### Exercise data

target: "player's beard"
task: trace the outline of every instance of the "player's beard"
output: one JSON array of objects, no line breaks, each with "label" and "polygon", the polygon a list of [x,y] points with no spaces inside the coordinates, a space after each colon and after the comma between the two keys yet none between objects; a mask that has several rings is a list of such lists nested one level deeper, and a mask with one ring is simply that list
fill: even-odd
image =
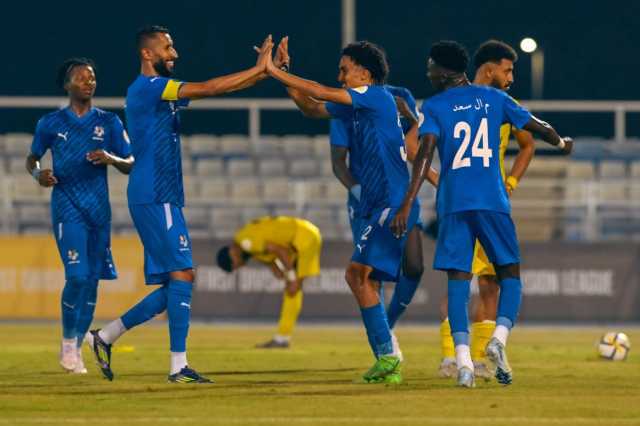
[{"label": "player's beard", "polygon": [[162,77],[171,77],[173,75],[173,71],[167,68],[167,63],[162,59],[153,63],[153,69]]}]

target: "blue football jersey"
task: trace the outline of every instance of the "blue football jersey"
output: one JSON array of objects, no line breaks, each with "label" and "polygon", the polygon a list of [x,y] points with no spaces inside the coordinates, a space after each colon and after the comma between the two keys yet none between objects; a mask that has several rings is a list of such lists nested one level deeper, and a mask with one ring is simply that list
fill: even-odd
[{"label": "blue football jersey", "polygon": [[111,221],[107,166],[86,159],[96,149],[119,157],[131,155],[127,133],[116,114],[92,108],[78,117],[63,108],[38,121],[31,153],[40,158],[51,150],[53,175],[58,179],[51,193],[54,223],[100,226]]},{"label": "blue football jersey", "polygon": [[468,85],[446,90],[422,105],[420,137],[438,138],[439,215],[492,210],[510,213],[500,172],[500,126],[522,128],[531,114],[501,90]]},{"label": "blue football jersey", "polygon": [[[411,91],[404,87],[392,86],[390,84],[385,84],[384,87],[391,93],[394,97],[400,97],[404,99],[404,101],[409,106],[411,112],[413,112],[418,118],[420,115],[420,111],[418,111],[418,106],[416,105],[416,98],[413,97]],[[402,123],[402,132],[407,133],[411,128],[411,123],[405,117],[400,116],[400,123]]]},{"label": "blue football jersey", "polygon": [[[353,151],[358,181],[362,185],[362,215],[386,207],[398,207],[409,183],[404,135],[393,95],[384,86],[348,89],[352,100]],[[327,111],[345,119],[348,109],[327,103]]]},{"label": "blue football jersey", "polygon": [[129,204],[184,206],[179,109],[180,82],[139,75],[127,90],[125,113],[135,165],[129,177]]}]

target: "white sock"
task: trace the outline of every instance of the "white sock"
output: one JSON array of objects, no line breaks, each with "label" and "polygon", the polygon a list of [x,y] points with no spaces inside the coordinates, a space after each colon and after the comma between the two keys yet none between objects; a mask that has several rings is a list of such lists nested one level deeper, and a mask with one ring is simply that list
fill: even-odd
[{"label": "white sock", "polygon": [[122,323],[122,320],[118,318],[117,320],[111,321],[109,324],[105,325],[102,330],[98,332],[98,336],[100,336],[105,343],[111,345],[126,331],[127,329]]},{"label": "white sock", "polygon": [[291,336],[283,336],[282,334],[276,334],[273,336],[273,340],[277,343],[289,343]]},{"label": "white sock", "polygon": [[64,337],[62,338],[62,346],[76,346],[76,342],[77,340],[75,338],[73,339],[65,339]]},{"label": "white sock", "polygon": [[468,367],[473,371],[473,361],[471,360],[471,349],[469,345],[456,346],[456,364],[458,369]]},{"label": "white sock", "polygon": [[509,329],[504,325],[496,325],[496,329],[493,331],[493,337],[498,339],[500,343],[507,346],[507,338],[509,337]]},{"label": "white sock", "polygon": [[93,348],[93,334],[87,332],[87,333],[85,333],[85,335],[83,336],[82,339],[80,337],[78,337],[78,349],[82,348],[82,344],[84,342],[87,342],[89,347]]},{"label": "white sock", "polygon": [[187,364],[186,352],[171,352],[171,370],[169,374],[179,373]]}]

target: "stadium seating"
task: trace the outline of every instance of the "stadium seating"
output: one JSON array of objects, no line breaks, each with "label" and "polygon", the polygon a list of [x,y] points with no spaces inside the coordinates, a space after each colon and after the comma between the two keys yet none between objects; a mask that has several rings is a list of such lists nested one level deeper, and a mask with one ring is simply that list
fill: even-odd
[{"label": "stadium seating", "polygon": [[[50,190],[25,171],[31,139],[23,133],[0,135],[5,232],[49,232]],[[520,239],[640,239],[640,143],[585,138],[578,146],[571,159],[538,150],[513,195]],[[185,215],[194,235],[227,238],[255,217],[293,214],[316,223],[325,238],[351,236],[347,191],[333,176],[327,135],[262,136],[252,144],[245,135],[194,134],[183,137],[182,161]],[[50,155],[42,163],[50,167]],[[507,170],[512,163],[507,157]],[[135,231],[127,180],[115,170],[109,173],[116,233]],[[434,216],[435,189],[423,185],[419,198],[428,221]]]}]

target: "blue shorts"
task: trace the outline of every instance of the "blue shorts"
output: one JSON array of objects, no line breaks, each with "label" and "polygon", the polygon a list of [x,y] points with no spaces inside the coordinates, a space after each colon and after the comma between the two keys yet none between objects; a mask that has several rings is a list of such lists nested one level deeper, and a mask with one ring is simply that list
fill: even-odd
[{"label": "blue shorts", "polygon": [[166,283],[170,272],[193,268],[191,238],[180,207],[130,204],[129,212],[144,247],[147,284]]},{"label": "blue shorts", "polygon": [[110,223],[95,227],[84,223],[58,222],[53,224],[53,228],[66,279],[118,278],[111,256]]},{"label": "blue shorts", "polygon": [[360,235],[355,241],[351,261],[371,266],[373,268],[371,279],[398,281],[404,245],[407,235],[418,220],[419,210],[416,205],[411,209],[407,221],[407,233],[401,238],[396,238],[389,227],[398,211],[397,208],[378,210],[371,216],[362,218]]},{"label": "blue shorts", "polygon": [[520,263],[511,216],[490,210],[469,210],[439,219],[433,268],[471,272],[476,239],[494,265]]}]

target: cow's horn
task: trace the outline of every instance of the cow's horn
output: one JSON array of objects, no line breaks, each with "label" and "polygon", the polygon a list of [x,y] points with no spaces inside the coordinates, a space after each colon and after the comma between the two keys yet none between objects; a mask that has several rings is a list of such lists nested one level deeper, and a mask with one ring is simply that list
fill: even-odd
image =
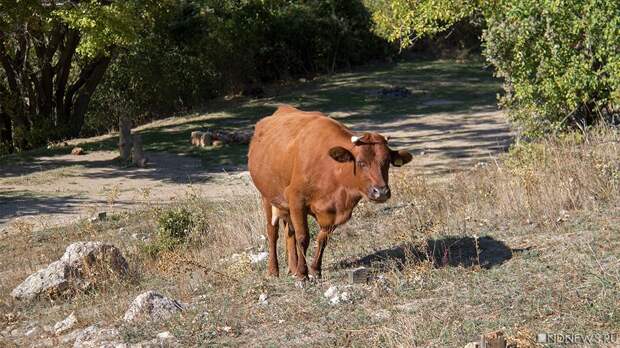
[{"label": "cow's horn", "polygon": [[352,136],[352,137],[351,137],[351,142],[352,142],[353,144],[355,144],[355,143],[357,143],[360,139],[362,139],[362,137],[357,137],[357,136],[355,136],[355,135],[354,135],[354,136]]}]

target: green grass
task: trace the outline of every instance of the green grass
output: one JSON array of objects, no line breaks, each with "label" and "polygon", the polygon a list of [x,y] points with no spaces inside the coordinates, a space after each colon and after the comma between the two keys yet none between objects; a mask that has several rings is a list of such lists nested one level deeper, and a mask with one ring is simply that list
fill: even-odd
[{"label": "green grass", "polygon": [[[390,86],[408,88],[412,95],[399,98],[374,94]],[[440,60],[366,67],[354,72],[319,77],[306,83],[273,85],[267,87],[266,91],[267,97],[263,99],[239,97],[230,101],[213,100],[202,110],[180,115],[181,118],[174,124],[148,127],[138,133],[143,137],[146,151],[198,157],[202,159],[205,168],[239,167],[247,162],[247,146],[195,148],[189,143],[189,134],[205,128],[230,131],[249,129],[257,120],[270,115],[279,103],[332,114],[345,124],[361,129],[433,113],[494,110],[500,84],[480,61]],[[433,103],[436,100],[449,100],[450,103]],[[205,114],[207,117],[192,117]],[[117,143],[117,137],[109,137],[78,146],[86,151],[115,150]],[[0,157],[0,163],[67,154],[70,149],[37,149]]]}]

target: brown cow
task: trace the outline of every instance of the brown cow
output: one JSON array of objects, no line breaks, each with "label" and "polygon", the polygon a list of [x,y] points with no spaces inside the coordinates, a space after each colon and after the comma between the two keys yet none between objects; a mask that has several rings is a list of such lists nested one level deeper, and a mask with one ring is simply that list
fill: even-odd
[{"label": "brown cow", "polygon": [[390,198],[390,163],[411,161],[407,151],[394,151],[378,133],[355,135],[320,112],[281,106],[256,124],[248,167],[262,195],[267,217],[269,274],[278,276],[278,220],[286,232],[289,272],[308,276],[308,214],[321,227],[310,275],[321,276],[321,259],[329,234],[351,218],[366,197]]}]

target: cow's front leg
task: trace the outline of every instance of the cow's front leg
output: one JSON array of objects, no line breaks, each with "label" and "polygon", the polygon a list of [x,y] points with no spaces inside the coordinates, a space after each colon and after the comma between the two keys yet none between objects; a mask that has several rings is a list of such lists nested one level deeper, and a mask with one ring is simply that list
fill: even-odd
[{"label": "cow's front leg", "polygon": [[292,204],[289,200],[290,216],[295,230],[295,249],[297,251],[297,279],[305,280],[308,278],[308,266],[306,265],[306,250],[310,242],[308,233],[308,213],[303,204]]},{"label": "cow's front leg", "polygon": [[288,257],[288,273],[295,276],[297,275],[297,247],[295,240],[295,229],[290,222],[290,218],[284,224],[284,233],[286,235],[286,254]]},{"label": "cow's front leg", "polygon": [[316,249],[314,250],[314,260],[310,265],[310,276],[320,279],[321,278],[321,265],[323,263],[323,250],[327,245],[329,239],[329,233],[331,229],[321,227],[321,232],[316,237]]}]

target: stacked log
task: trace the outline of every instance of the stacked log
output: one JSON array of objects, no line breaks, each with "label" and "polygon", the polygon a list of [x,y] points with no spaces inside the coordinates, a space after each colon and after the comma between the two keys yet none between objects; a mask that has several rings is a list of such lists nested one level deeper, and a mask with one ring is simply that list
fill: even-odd
[{"label": "stacked log", "polygon": [[190,142],[193,146],[206,147],[214,146],[219,147],[223,145],[231,144],[249,144],[252,139],[251,131],[222,131],[222,130],[206,130],[206,131],[193,131],[190,136]]}]

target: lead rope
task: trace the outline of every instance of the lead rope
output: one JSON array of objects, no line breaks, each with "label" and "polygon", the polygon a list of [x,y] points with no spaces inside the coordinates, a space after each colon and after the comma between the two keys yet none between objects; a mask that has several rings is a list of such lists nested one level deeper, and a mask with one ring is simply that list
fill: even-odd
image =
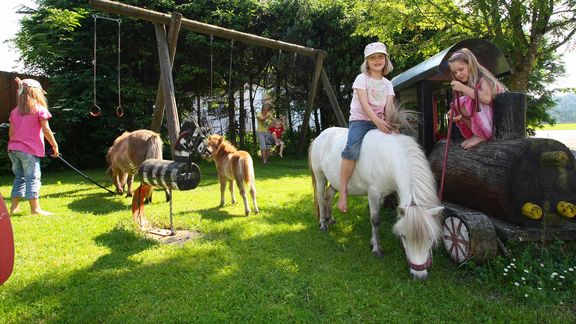
[{"label": "lead rope", "polygon": [[[454,104],[456,101],[456,104]],[[454,122],[454,108],[460,111],[460,97],[458,93],[454,91],[452,93],[452,109],[450,109],[450,114],[448,115],[448,134],[446,137],[446,147],[444,148],[444,160],[442,161],[442,176],[440,177],[440,190],[438,191],[438,199],[442,201],[442,194],[444,193],[444,177],[446,176],[446,165],[448,162],[448,150],[450,148],[450,139],[452,137],[452,124]]]}]

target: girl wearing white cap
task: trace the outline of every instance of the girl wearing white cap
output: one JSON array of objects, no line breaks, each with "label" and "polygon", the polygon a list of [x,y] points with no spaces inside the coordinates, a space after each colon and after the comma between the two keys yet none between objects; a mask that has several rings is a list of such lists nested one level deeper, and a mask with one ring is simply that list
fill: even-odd
[{"label": "girl wearing white cap", "polygon": [[362,73],[352,84],[354,95],[350,104],[348,141],[342,152],[338,198],[338,208],[342,212],[348,210],[348,180],[354,172],[364,135],[372,129],[379,129],[386,134],[392,132],[386,115],[387,111],[394,109],[394,89],[392,83],[384,77],[392,69],[386,45],[380,42],[366,45],[364,63],[360,67]]},{"label": "girl wearing white cap", "polygon": [[48,124],[52,117],[46,108],[46,97],[40,82],[15,79],[18,84],[18,106],[10,113],[8,156],[12,161],[14,184],[10,212],[20,211],[20,199],[28,199],[32,214],[51,215],[40,208],[40,158],[44,157],[44,137],[52,145],[53,157],[59,156],[58,144]]}]

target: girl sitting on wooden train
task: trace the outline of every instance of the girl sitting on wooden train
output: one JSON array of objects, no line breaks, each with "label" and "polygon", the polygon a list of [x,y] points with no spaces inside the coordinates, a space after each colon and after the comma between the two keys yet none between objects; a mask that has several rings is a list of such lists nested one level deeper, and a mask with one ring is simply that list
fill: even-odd
[{"label": "girl sitting on wooden train", "polygon": [[507,89],[467,48],[455,51],[448,65],[454,79],[450,82],[454,102],[448,116],[465,138],[462,148],[469,149],[492,139],[494,97]]}]

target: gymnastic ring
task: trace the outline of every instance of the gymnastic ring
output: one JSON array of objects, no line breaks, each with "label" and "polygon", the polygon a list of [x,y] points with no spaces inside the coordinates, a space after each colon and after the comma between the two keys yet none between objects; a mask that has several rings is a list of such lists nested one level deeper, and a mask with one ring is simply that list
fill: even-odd
[{"label": "gymnastic ring", "polygon": [[124,116],[124,110],[122,109],[122,106],[116,107],[116,116],[118,117]]},{"label": "gymnastic ring", "polygon": [[100,109],[100,107],[98,107],[98,105],[94,105],[94,106],[90,109],[90,116],[92,116],[92,117],[98,117],[98,116],[100,116],[100,114],[102,114],[102,109]]}]

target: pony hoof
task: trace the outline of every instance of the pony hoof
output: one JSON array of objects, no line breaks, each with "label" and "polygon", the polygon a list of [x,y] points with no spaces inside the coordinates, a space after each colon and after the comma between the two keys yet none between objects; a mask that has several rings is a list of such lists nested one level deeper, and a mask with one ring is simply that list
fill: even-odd
[{"label": "pony hoof", "polygon": [[127,193],[127,194],[126,194],[126,197],[132,197],[132,194],[131,194],[131,193]]},{"label": "pony hoof", "polygon": [[372,254],[377,258],[382,258],[384,256],[384,253],[381,250],[373,250]]},{"label": "pony hoof", "polygon": [[258,210],[258,209],[254,210],[254,214],[258,214],[258,213],[260,213],[260,210]]},{"label": "pony hoof", "polygon": [[321,230],[322,232],[328,232],[328,226],[326,226],[326,225],[320,225],[320,230]]},{"label": "pony hoof", "polygon": [[336,224],[336,220],[334,218],[330,218],[328,220],[328,225]]}]

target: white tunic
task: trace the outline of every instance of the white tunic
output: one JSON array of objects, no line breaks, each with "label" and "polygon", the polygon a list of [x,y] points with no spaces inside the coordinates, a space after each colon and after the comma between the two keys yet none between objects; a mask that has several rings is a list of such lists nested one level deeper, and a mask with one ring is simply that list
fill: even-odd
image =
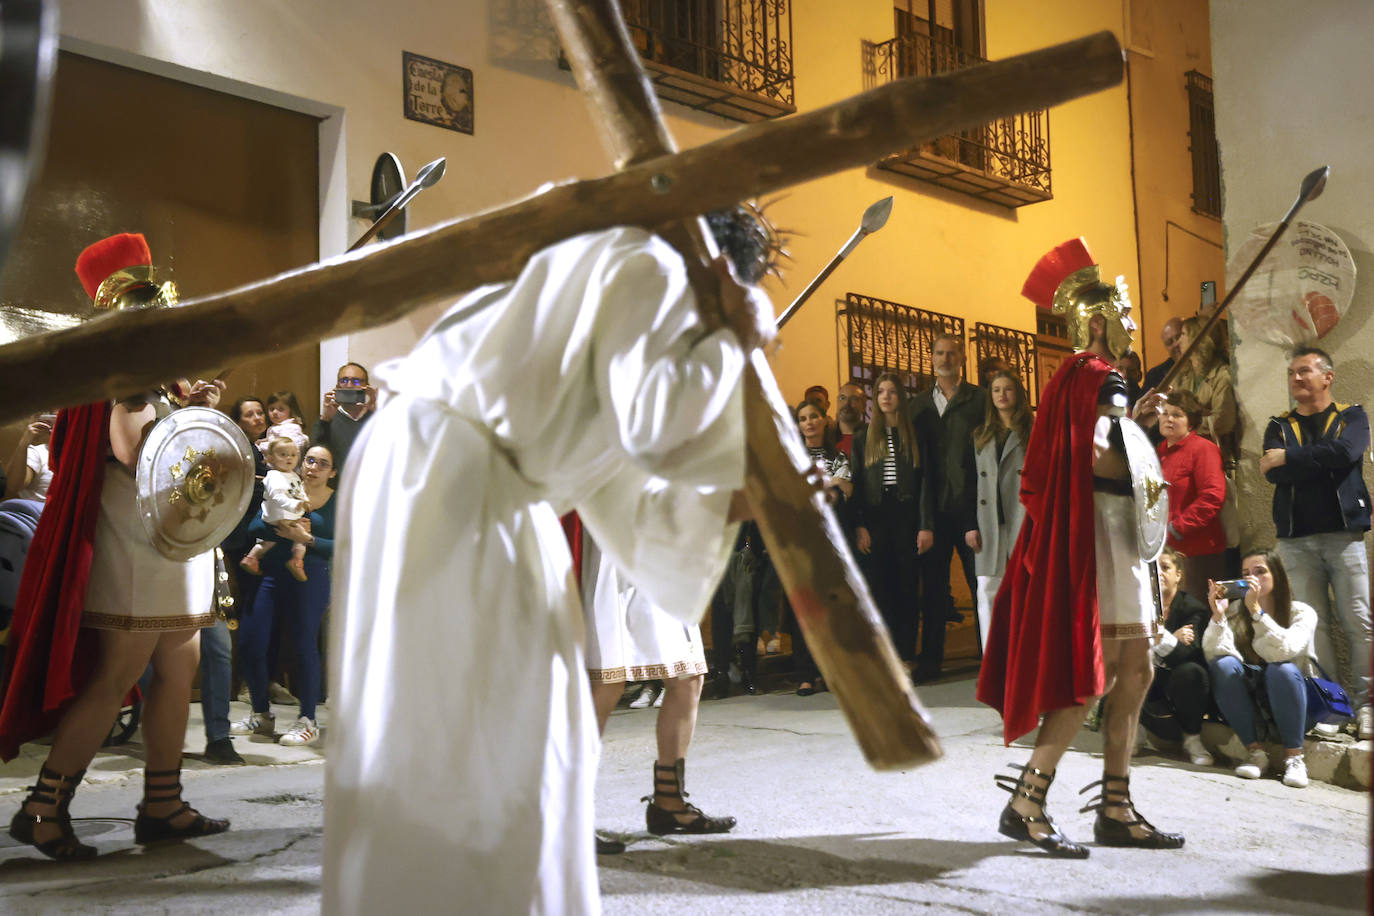
[{"label": "white tunic", "polygon": [[558,513],[694,622],[735,537],[743,365],[679,256],[622,228],[545,249],[377,369],[391,396],[339,494],[325,913],[599,909]]},{"label": "white tunic", "polygon": [[705,674],[701,627],[661,610],[582,539],[587,673],[594,682],[661,681]]}]

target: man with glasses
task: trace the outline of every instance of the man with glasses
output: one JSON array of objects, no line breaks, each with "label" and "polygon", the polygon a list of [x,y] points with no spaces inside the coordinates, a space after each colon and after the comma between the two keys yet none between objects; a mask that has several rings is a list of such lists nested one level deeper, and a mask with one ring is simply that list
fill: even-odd
[{"label": "man with glasses", "polygon": [[[1317,347],[1293,351],[1288,393],[1293,409],[1264,431],[1260,471],[1274,485],[1278,551],[1293,597],[1317,610],[1317,658],[1336,673],[1332,630],[1350,652],[1345,679],[1356,709],[1359,740],[1374,738],[1369,704],[1369,490],[1364,454],[1369,417],[1359,404],[1337,403],[1336,367]],[[1318,727],[1320,730],[1320,726]],[[1323,731],[1323,734],[1329,734]]]},{"label": "man with glasses", "polygon": [[358,363],[344,363],[334,387],[324,393],[324,406],[310,439],[327,446],[342,468],[348,450],[376,408],[377,389],[368,384],[367,369]]},{"label": "man with glasses", "polygon": [[1159,342],[1164,344],[1164,352],[1169,354],[1169,358],[1145,373],[1145,380],[1140,383],[1141,391],[1158,388],[1159,383],[1164,380],[1164,374],[1174,368],[1174,363],[1183,355],[1183,348],[1179,346],[1179,336],[1182,333],[1183,319],[1177,315],[1164,322],[1164,327],[1159,329]]}]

### Instructions for the task
Take the material above from the line bearing "target: lead rope" through the line bearing "task: trace the outline of every instance of the girl wearing" and write it out exactly, both end lines included. Pictures stay out.

### Completed task
target: lead rope
task: trace the outline of every instance of the lead rope
output: one JSON array of objects, no line breaks, each with "label" and "polygon", the polygon a list of [x,y] points with no spaces inside the coordinates, a space after each colon and after the comma between the two keys yet none between objects; a mask that has several rings is a list of such lists nested one level deeper, and a mask with one ring is simply that list
fill: even-odd
image =
[{"label": "lead rope", "polygon": [[[454,104],[456,101],[456,104]],[[454,122],[454,108],[460,111],[460,97],[458,93],[454,91],[452,93],[452,109],[450,109],[450,114],[448,115],[448,134],[446,137],[446,147],[444,148],[444,160],[442,161],[442,176],[440,177],[440,190],[438,191],[438,199],[442,201],[442,194],[444,193],[444,177],[446,176],[446,165],[448,162],[448,150],[450,148],[450,139],[452,137],[452,124]]]}]

target: girl wearing white cap
task: trace the outline of every instance of the girl wearing white cap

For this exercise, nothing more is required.